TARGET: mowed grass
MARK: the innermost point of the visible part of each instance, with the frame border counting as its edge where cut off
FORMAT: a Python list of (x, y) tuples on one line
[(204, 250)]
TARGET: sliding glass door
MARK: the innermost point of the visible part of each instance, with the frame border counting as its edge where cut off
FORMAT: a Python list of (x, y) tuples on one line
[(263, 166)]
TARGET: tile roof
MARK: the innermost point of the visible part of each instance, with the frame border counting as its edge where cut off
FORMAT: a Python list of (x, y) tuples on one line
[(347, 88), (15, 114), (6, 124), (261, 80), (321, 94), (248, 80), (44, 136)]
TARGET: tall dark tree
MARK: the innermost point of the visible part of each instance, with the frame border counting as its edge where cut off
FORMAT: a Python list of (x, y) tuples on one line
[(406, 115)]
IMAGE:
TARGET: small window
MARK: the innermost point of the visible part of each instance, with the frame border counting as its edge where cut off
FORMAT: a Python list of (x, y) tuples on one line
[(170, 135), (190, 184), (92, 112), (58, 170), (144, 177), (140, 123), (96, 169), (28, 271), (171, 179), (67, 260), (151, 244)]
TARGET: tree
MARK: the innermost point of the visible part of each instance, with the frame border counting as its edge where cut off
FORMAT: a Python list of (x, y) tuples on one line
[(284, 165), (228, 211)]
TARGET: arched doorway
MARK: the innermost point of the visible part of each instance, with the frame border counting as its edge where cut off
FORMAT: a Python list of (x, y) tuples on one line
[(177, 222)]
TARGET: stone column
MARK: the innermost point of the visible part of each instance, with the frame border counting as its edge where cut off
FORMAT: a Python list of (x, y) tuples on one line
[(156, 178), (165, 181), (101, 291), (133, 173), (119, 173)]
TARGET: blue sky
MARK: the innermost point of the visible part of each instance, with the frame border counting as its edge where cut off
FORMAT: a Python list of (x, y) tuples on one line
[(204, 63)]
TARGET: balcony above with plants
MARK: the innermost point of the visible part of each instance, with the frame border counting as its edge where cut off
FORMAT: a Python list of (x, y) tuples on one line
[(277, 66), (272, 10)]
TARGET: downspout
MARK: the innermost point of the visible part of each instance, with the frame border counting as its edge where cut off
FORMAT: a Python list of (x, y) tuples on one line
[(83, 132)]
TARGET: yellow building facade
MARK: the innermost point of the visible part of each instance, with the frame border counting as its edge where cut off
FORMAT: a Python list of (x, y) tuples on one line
⁂
== Given request ==
Update all the entries above so that every "frame border" becomes "image edge", and leave everything else unchanged.

== Response to the exercise ==
TARGET: mowed grass
MARK: the innermost point of the visible part of each instance, with the image edge counting as its edge where cut off
FORMAT: a Python list of (x, y) tuples on one line
[(204, 250)]
TARGET: sliding glass door
MARK: the innermost point of the visible part of each instance, with the image edge counting as its edge where cut off
FORMAT: a Python list of (x, y) tuples on one line
[(263, 166)]
TARGET: tile roof
MARK: the innermost point of the visible part of each instance, with the image edge counting as its edge where cut off
FORMAT: a Python list of (x, y) tuples on one line
[(347, 88), (15, 114), (6, 124), (261, 80), (321, 94), (248, 80), (44, 136)]
TARGET: tall dark tree
MARK: the innermost point of the visible part of each instance, with the image edge counting as its edge where cut off
FORMAT: a Python list of (x, y) tuples on one line
[(406, 115)]
IMAGE:
TARGET: small window
MARK: the innermost point of the visible part of each instance, with the image edge counting as its edge where cut off
FORMAT: a Python list of (x, y) tuples on one line
[(170, 135), (190, 184), (92, 112), (58, 170), (144, 177), (140, 123), (96, 169), (28, 271), (171, 179), (67, 260), (151, 244)]
TARGET: tree
MARK: the innermost point of the visible part of each instance, with the image edge counting as its edge where cut off
FORMAT: a Python list of (x, y) tuples on one line
[(284, 165), (228, 211)]
TARGET: arched doorway
MARK: the innermost point of the visible part of each instance, with the image edge counting as its edge where cut off
FORMAT: a Python list of (x, y) tuples on one line
[(177, 222)]
TARGET: stone column
MARK: the innermost point of the visible part of each instance, with the image edge counting as its edge where cut off
FORMAT: a Python list of (x, y) tuples on one line
[(156, 178), (165, 181), (101, 291), (133, 173), (119, 173)]
TARGET: blue sky
MARK: the innermost point of the visible part of each instance, with the image edge counting as its edge where cut off
FORMAT: a Python list of (x, y) tuples on one line
[(204, 63)]
TARGET: balcony above with plants
MARK: the innermost point of the visible part of each instance, with the image edge counting as its edge where cut off
FORMAT: a Python list of (x, y) tuples on one line
[(277, 66), (272, 10)]
TARGET: downspout
MARK: the innermost point of the visible part of each instance, with the image edge counting as its edge where cut off
FORMAT: a Python list of (x, y) tuples on one line
[(83, 132)]
TARGET: yellow building facade
MARK: the innermost point of the visible part of each instance, with the image edge counting as its edge where cut off
FORMAT: a Python list of (x, y) tuples on one line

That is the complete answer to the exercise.